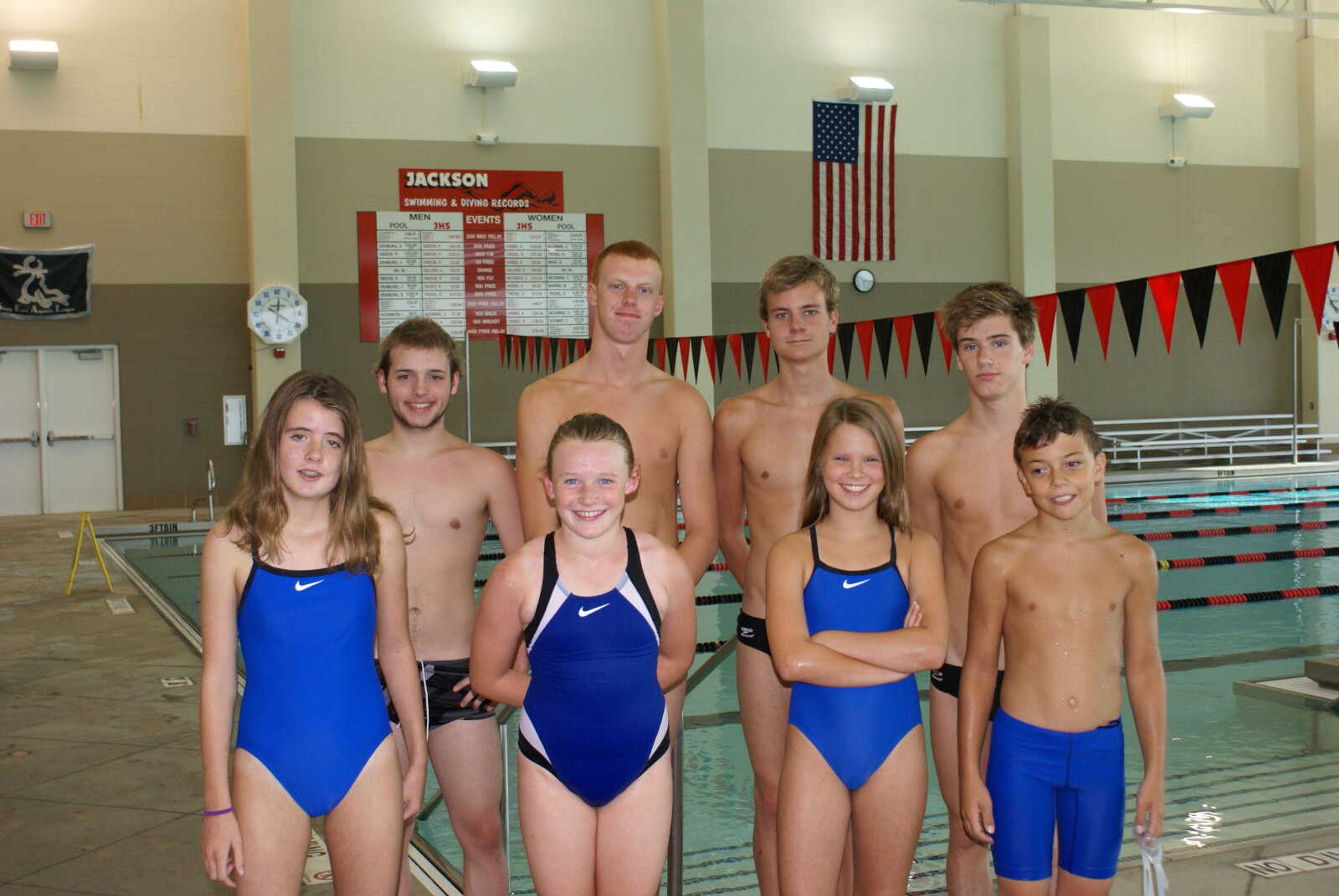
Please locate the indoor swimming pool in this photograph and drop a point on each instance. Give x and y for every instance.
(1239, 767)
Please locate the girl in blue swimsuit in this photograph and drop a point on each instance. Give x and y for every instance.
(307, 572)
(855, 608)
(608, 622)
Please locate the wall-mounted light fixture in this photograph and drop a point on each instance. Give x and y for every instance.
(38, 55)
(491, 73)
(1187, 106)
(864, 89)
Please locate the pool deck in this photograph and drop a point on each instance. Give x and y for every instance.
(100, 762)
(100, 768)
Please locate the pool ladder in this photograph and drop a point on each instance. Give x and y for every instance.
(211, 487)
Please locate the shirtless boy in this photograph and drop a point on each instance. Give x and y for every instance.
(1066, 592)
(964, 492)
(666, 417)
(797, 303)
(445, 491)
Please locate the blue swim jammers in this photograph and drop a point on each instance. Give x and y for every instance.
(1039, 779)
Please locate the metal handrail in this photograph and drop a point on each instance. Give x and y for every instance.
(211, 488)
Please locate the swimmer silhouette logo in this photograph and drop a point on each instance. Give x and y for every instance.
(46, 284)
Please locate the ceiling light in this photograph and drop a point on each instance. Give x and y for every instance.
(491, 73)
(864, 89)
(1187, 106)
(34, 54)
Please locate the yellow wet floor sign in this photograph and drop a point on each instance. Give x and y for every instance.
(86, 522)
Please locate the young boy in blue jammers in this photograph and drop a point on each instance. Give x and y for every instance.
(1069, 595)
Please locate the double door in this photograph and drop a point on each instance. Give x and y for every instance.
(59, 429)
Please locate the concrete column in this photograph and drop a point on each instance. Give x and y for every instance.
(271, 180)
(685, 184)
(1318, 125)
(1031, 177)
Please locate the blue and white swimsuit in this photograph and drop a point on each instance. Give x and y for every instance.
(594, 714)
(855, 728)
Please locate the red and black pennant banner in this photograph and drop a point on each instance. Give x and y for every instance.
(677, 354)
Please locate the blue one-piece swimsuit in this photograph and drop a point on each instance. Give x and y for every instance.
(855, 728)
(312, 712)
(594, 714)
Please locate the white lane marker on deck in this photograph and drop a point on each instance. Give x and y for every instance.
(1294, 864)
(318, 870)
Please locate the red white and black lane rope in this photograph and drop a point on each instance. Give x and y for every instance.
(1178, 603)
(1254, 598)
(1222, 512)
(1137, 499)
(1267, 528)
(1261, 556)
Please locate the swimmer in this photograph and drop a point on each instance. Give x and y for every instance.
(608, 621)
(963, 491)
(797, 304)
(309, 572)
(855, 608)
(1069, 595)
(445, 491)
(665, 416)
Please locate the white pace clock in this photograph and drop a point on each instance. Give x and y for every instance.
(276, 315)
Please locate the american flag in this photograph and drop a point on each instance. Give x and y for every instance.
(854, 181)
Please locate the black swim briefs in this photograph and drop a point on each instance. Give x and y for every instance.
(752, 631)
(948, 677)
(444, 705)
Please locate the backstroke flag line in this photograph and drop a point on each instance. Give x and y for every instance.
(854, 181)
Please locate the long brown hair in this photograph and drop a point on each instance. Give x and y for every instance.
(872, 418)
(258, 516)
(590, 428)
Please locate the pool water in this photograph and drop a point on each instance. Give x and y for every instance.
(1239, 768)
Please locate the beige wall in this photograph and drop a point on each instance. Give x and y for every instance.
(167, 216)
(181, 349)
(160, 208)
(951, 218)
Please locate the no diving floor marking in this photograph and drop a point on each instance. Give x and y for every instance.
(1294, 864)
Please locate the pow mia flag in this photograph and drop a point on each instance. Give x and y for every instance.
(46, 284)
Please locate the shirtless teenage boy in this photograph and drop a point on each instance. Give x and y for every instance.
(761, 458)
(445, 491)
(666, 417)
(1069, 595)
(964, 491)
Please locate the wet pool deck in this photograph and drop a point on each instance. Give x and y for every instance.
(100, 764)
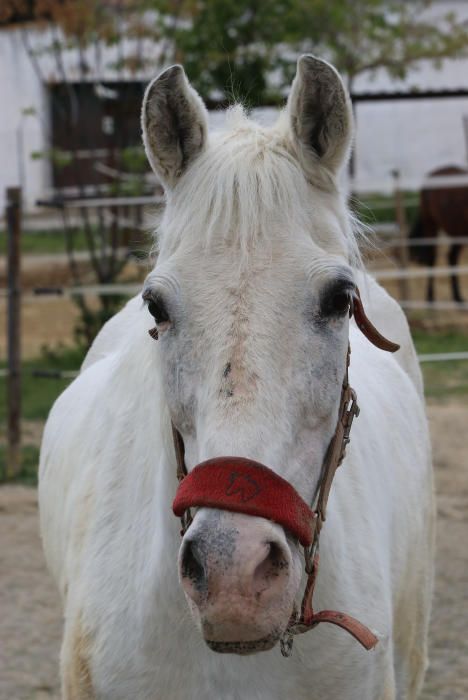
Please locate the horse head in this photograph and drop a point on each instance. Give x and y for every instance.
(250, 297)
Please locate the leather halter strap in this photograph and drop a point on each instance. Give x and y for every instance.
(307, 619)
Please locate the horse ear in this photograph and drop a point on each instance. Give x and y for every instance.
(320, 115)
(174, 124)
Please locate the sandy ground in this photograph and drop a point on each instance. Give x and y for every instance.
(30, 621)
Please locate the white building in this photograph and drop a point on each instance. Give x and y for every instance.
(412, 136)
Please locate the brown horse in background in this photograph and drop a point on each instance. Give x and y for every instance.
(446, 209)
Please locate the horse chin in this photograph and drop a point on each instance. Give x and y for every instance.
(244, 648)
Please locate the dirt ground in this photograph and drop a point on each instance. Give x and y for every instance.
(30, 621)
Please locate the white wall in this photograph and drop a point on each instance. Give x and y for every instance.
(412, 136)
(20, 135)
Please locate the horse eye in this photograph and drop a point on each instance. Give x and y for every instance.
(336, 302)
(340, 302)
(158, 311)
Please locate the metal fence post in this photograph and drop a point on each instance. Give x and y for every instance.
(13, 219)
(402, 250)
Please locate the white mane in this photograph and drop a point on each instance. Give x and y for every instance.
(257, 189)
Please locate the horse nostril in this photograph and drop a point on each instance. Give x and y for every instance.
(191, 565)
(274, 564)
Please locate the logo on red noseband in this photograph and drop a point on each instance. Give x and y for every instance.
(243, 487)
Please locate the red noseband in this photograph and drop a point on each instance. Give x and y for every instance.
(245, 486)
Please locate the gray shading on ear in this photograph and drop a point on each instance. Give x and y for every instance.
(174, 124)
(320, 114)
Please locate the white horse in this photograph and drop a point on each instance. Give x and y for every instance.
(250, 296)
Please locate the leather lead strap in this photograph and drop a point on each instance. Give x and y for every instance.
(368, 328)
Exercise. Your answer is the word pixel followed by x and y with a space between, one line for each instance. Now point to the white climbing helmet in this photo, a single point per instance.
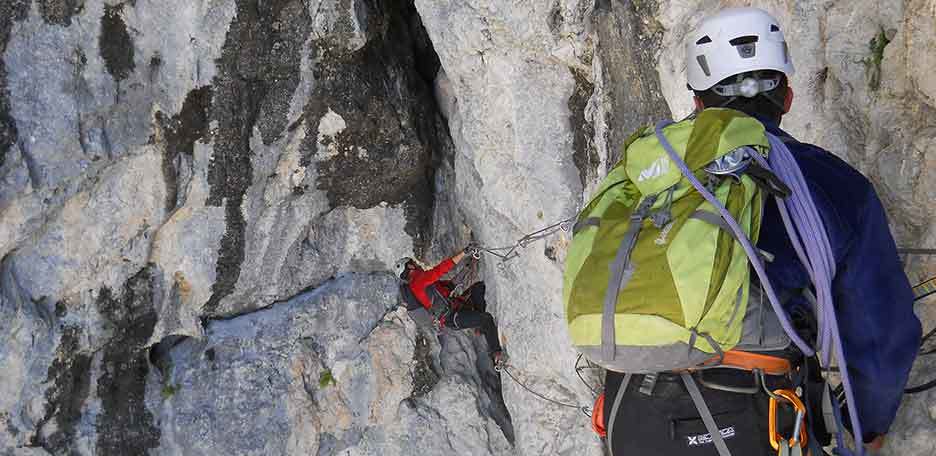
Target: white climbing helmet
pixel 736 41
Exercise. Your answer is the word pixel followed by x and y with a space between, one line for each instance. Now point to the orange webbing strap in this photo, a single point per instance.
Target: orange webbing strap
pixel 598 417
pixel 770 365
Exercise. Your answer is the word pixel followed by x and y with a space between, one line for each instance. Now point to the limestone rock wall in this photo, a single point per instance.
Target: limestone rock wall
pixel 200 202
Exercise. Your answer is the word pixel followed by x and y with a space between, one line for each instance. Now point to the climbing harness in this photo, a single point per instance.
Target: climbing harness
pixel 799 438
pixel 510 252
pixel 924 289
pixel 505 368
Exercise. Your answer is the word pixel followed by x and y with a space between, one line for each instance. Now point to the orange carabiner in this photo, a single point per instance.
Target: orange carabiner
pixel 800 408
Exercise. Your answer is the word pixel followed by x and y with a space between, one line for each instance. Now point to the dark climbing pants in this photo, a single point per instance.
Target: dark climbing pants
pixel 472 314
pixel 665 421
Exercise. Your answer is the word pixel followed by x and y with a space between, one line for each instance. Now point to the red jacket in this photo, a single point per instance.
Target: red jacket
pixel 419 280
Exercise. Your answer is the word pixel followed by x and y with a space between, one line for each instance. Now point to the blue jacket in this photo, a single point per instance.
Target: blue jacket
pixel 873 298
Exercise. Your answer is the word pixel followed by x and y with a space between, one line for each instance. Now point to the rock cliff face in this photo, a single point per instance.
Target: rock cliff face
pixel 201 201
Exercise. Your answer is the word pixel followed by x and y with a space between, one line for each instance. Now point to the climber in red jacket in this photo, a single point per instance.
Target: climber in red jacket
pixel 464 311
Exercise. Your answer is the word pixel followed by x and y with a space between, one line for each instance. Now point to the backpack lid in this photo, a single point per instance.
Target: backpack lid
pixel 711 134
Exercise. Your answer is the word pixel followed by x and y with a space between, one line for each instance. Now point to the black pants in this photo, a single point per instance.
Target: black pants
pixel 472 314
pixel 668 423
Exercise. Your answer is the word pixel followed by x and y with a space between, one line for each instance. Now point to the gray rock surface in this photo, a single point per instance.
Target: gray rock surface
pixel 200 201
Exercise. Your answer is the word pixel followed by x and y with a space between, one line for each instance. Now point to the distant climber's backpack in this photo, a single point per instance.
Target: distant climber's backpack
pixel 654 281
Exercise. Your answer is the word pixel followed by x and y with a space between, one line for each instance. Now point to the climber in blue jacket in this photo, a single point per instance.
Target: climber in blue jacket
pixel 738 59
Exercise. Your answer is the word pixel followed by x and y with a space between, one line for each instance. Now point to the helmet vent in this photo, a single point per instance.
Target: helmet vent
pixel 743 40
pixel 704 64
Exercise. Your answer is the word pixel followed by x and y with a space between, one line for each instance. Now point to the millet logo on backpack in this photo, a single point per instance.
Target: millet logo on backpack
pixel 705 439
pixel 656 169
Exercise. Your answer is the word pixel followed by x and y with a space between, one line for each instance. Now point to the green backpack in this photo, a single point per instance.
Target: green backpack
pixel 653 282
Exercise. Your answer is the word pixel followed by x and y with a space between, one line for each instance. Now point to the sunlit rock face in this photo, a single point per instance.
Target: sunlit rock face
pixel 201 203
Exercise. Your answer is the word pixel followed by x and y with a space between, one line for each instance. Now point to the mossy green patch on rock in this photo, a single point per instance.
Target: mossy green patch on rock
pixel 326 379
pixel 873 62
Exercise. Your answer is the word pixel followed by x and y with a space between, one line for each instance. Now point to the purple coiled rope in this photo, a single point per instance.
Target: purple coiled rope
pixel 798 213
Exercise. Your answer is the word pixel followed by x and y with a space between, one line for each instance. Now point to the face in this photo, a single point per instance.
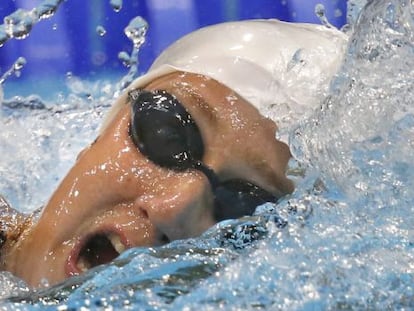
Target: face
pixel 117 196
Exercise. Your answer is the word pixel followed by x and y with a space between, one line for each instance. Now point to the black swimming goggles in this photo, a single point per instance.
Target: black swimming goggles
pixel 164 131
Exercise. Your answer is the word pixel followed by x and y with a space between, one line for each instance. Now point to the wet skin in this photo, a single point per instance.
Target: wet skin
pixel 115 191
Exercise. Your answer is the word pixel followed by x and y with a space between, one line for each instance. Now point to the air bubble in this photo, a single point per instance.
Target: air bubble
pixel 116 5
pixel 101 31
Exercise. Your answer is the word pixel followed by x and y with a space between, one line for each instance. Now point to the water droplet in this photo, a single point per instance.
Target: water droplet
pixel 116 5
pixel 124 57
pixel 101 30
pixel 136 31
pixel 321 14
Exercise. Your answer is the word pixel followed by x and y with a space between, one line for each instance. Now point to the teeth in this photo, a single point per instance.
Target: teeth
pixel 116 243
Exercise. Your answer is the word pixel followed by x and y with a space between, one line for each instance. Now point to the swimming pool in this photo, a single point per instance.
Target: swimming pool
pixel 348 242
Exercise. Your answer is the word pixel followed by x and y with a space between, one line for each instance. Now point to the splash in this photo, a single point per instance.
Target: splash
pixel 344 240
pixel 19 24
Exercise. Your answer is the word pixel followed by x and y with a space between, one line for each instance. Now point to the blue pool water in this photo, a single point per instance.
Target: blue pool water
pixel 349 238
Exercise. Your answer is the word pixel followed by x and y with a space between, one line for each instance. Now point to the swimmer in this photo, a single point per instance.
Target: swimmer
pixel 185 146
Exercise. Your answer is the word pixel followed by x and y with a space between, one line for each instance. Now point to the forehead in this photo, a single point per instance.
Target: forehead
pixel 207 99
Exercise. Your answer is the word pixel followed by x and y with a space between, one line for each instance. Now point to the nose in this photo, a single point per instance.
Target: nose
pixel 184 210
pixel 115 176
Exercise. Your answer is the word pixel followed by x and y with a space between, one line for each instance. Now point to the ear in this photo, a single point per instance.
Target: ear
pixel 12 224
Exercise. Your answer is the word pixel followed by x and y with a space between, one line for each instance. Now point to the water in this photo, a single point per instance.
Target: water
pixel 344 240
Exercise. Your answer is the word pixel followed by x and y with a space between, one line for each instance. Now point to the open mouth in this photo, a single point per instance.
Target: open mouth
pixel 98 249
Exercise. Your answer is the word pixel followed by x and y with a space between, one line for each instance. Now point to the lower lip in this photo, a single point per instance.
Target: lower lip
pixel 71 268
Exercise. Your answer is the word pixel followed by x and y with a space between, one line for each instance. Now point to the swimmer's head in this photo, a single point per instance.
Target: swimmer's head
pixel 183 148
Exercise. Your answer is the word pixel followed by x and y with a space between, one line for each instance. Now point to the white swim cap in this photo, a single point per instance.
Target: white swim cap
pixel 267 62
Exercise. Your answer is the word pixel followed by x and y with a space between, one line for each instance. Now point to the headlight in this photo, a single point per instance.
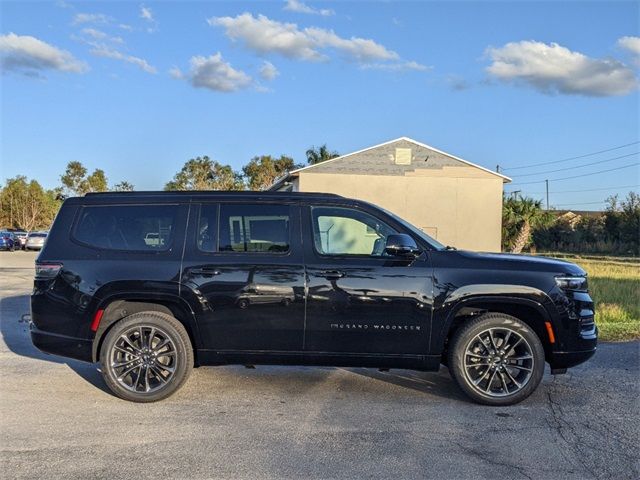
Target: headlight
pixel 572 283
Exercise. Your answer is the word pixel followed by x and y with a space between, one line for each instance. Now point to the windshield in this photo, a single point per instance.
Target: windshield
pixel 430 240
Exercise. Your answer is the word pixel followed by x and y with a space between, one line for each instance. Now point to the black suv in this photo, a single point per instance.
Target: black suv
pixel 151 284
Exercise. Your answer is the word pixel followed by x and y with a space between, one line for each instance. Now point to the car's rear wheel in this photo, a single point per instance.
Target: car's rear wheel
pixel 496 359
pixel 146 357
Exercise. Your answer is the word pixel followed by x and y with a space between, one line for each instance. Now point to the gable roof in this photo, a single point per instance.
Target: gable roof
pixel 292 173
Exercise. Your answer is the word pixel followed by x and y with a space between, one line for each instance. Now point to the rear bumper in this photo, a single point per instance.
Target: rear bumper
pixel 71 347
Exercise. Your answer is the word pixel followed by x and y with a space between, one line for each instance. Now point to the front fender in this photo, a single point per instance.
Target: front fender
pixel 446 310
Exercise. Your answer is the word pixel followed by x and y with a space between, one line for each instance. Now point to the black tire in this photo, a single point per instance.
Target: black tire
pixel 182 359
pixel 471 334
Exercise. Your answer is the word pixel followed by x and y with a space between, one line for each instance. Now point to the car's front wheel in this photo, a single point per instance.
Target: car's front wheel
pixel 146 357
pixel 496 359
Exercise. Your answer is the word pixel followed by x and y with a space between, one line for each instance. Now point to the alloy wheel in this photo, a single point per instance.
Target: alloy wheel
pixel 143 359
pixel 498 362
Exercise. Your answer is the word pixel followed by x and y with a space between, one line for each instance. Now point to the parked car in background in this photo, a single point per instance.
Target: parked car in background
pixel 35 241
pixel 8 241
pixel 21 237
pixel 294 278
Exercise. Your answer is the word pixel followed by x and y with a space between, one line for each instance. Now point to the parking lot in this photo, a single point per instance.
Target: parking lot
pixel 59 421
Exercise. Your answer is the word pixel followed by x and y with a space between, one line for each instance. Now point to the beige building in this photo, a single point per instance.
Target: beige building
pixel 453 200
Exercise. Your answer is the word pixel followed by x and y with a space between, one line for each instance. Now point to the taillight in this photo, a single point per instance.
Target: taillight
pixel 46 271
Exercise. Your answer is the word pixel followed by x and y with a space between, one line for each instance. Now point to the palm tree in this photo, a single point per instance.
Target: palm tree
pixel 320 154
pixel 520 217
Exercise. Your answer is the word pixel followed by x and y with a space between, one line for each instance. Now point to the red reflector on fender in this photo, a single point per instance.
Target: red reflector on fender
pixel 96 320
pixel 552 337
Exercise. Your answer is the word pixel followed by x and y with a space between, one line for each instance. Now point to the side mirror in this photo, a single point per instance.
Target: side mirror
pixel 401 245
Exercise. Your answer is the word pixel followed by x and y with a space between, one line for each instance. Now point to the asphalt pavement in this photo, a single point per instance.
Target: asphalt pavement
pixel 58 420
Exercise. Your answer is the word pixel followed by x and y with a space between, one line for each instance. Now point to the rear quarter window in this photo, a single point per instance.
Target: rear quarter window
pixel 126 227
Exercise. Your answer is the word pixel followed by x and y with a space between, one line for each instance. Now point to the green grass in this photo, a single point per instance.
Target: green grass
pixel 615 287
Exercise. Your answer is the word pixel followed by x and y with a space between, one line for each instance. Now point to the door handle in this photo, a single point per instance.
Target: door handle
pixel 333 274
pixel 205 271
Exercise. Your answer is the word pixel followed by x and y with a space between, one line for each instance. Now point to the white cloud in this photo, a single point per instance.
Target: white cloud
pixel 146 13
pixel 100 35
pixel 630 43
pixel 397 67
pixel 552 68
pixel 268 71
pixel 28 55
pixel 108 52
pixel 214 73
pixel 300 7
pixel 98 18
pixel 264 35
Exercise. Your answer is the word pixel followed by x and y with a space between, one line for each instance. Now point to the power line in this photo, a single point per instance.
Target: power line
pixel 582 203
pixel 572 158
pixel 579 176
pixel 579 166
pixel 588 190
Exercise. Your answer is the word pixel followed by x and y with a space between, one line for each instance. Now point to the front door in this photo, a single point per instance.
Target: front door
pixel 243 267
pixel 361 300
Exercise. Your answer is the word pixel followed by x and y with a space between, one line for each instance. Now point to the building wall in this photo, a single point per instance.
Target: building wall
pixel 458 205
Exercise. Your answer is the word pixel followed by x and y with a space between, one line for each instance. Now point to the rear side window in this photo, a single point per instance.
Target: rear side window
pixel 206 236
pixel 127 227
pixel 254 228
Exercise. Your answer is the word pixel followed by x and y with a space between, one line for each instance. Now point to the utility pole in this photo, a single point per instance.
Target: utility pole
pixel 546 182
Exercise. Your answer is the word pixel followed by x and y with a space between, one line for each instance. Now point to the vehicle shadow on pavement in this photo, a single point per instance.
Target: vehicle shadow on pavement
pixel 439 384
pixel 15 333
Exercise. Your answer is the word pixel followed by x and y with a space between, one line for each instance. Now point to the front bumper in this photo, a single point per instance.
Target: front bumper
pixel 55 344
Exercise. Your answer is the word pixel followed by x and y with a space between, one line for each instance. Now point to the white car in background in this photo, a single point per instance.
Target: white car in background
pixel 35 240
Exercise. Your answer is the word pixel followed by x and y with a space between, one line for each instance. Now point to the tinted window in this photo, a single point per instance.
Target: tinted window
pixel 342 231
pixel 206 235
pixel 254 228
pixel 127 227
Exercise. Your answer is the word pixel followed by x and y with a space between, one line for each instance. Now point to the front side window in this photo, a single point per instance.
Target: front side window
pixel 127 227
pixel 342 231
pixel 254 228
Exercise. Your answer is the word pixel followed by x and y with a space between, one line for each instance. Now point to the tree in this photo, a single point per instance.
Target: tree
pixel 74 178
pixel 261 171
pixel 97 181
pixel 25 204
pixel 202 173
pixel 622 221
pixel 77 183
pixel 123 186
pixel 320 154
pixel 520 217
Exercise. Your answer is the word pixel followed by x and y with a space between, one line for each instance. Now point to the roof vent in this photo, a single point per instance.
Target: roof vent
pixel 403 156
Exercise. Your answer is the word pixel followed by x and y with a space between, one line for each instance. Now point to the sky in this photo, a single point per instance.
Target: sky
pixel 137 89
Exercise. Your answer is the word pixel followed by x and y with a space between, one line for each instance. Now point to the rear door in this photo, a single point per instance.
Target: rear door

======

# THE PROBLEM:
Since only part of the listing is wanted, copy exactly the lines from the one holding "Target: front fender" to the one holding "to the parked", both included.

# SOLUTION TO THIS EXERCISE:
Target: front fender
pixel 446 310
Exercise. Your answer is the word pixel followed by x and y with a space between, one line for each instance. Now point to the black tire in this photo, a single point per instance.
Target: black tire
pixel 182 359
pixel 471 334
Exercise. Your answer is the word pixel followed by x and y with a space between, one line for each instance. Now point to the car's front wheel in this photo, a single point per instance.
Target: car's front wheel
pixel 146 357
pixel 496 359
Exercise. Your answer is the word pixel followed by x and y with a space between, one line for each instance. Now point to the alloy wheel in this photo, a single point per instance.
Target: alloy wheel
pixel 143 359
pixel 498 362
Exercise. Your answer is the word pixel followed by x and y with a space between, one line for each instance. Now point to the parked car in background in this photo, a single point per instance.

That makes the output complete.